→ **Problem details**: Read through the listing and copy every line that contains the word "coordinates".

→ **Provided data**:
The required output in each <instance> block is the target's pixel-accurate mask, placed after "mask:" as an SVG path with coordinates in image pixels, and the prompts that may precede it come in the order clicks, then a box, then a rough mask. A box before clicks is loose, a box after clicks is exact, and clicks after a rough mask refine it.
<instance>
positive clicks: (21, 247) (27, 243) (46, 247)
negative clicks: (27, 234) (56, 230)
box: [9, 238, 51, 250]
---
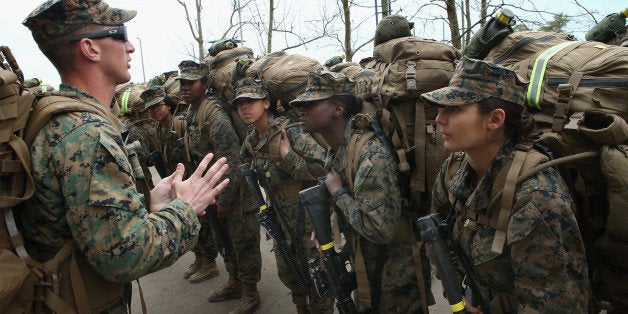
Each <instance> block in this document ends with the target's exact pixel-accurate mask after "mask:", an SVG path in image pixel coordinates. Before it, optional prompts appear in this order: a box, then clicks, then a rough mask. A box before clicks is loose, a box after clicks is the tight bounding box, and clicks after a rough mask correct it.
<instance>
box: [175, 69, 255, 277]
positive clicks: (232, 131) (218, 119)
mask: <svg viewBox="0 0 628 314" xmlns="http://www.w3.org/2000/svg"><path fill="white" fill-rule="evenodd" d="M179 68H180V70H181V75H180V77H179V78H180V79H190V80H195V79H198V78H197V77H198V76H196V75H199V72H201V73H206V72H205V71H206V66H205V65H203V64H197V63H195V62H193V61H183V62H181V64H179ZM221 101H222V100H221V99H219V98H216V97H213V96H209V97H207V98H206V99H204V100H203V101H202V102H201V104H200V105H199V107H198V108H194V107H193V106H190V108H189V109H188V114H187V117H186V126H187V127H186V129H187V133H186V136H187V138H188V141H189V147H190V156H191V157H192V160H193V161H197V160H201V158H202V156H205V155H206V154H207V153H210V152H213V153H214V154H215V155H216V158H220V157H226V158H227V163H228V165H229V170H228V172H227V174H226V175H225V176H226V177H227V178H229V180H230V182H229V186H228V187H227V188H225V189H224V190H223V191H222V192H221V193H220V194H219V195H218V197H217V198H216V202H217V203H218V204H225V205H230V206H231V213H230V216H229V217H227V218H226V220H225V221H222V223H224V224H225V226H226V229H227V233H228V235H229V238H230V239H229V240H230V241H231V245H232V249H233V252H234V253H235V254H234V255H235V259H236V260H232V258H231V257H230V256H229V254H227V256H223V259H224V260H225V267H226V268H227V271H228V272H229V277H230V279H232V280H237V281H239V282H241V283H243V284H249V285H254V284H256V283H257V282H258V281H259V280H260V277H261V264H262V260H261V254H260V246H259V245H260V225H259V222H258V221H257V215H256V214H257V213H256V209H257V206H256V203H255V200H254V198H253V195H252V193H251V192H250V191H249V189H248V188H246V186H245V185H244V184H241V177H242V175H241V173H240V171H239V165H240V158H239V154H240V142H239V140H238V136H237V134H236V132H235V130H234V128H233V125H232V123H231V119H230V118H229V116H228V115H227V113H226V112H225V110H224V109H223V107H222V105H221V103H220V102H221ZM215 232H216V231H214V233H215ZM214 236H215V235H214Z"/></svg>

→ **Completed exercise**:
The required output in each <instance> block is the target's pixel-accurate mask, placed after "mask:" as an SVG path with coordinates in image pixels, and the prompts that may precede it come in the order clicks, then a box, then a rough mask. A box before clicks is loose, a box after clicks is exact, and clicks after a rough mask refine it.
Each <instance> block in this document ends with the target's exact pixel-accurate mask after "mask:", an SVG path in image pixel coordinates. Before it, optional prompts appear in this order: a box, then clicks, then a rough mask. A box before clicks is loose, a box after clicks is the tight bounding box, and clicks after a rough mask correct it.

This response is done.